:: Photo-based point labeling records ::
>> Start
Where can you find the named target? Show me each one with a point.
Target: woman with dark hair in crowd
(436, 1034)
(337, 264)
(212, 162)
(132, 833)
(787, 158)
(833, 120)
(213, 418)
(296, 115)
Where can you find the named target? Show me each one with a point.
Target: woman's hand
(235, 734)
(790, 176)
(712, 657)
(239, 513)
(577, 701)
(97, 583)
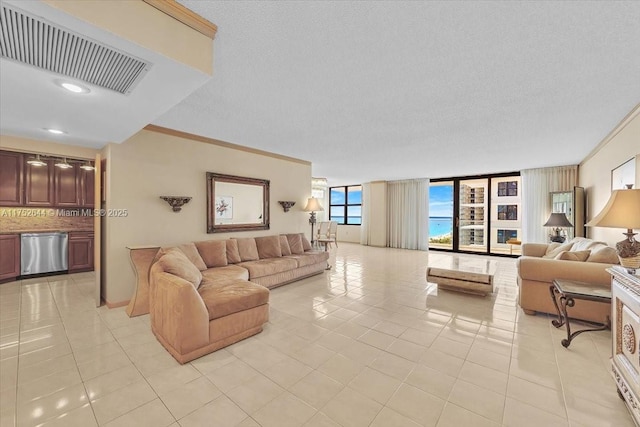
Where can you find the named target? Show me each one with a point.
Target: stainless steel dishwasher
(43, 252)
>> End
:: Task brief ::
Revise every record above, substituting "Mark" for each occurrence of "Show me" and keeping all other text unchanged. Omit the pictures from your answer.

:: Correct output ::
Where can you find the named target? Mark each one with a point.
Target: woman with dark hair in crowd
(436, 1034)
(337, 264)
(212, 162)
(132, 833)
(787, 158)
(833, 120)
(213, 418)
(296, 115)
Where can you find the named target? Mark each one with a point.
Target: woman's hand
(235, 734)
(790, 176)
(712, 657)
(239, 513)
(577, 701)
(97, 583)
Where can you find the named target? Mark each one with a point.
Target: stainless steel dishwasher
(43, 252)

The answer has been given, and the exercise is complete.